→ Problem details
Which rows below contain the string "patch"? Return each of them in full, unchanged.

--- START Records shown ---

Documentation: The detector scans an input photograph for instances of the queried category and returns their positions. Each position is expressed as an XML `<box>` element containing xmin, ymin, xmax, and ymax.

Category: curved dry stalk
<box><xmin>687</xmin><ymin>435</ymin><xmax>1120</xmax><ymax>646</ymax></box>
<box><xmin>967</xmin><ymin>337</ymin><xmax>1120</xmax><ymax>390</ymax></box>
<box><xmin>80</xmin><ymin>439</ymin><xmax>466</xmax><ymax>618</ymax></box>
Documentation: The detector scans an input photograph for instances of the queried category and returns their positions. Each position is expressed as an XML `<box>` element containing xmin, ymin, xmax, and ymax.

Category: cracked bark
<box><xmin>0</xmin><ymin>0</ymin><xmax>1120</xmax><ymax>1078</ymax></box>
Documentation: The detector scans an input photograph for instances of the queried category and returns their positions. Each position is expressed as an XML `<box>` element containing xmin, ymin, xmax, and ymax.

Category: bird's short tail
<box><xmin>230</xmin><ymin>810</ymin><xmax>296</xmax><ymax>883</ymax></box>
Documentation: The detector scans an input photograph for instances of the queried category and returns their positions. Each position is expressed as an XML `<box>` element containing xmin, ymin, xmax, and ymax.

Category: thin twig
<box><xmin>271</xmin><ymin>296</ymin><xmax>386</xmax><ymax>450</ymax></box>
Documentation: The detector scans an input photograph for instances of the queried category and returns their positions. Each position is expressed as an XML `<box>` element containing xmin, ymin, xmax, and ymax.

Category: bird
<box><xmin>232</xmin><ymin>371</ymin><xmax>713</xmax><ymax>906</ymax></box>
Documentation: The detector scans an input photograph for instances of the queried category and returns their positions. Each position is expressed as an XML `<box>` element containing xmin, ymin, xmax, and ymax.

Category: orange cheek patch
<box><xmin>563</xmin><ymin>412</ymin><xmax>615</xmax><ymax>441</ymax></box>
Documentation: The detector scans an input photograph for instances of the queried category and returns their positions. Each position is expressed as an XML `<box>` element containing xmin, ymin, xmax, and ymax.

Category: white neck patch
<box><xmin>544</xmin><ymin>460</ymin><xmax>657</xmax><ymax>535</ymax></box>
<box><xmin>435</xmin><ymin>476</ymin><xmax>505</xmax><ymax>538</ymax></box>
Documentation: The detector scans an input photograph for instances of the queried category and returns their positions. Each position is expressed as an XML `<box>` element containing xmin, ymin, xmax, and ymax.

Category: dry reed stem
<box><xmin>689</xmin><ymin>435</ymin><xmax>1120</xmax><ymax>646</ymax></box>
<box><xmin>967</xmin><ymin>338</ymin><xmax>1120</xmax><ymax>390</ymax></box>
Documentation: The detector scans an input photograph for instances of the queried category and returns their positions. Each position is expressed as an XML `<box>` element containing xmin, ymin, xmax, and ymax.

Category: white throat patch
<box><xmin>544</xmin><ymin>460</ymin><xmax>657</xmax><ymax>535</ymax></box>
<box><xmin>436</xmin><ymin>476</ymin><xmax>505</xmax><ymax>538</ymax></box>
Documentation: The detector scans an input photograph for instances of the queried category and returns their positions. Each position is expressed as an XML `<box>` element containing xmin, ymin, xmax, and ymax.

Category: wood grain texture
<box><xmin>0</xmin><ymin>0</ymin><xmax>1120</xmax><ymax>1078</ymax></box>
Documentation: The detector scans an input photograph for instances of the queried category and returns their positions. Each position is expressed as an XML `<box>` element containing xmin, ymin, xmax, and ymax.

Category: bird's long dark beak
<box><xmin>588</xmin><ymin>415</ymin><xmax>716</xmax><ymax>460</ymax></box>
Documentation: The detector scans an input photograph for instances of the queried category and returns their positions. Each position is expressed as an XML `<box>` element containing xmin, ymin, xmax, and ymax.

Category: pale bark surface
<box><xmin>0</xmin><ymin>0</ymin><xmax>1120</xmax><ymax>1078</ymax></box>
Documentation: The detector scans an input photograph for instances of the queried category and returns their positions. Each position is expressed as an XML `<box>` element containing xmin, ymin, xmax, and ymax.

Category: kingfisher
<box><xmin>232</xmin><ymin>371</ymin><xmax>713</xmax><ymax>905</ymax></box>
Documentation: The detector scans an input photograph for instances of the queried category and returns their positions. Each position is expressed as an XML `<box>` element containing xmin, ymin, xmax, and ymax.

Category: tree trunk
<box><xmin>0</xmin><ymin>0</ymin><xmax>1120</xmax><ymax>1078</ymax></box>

--- END Records shown ---

→ Full answer
Category: orange cheek patch
Category: white neck patch
Category: white throat patch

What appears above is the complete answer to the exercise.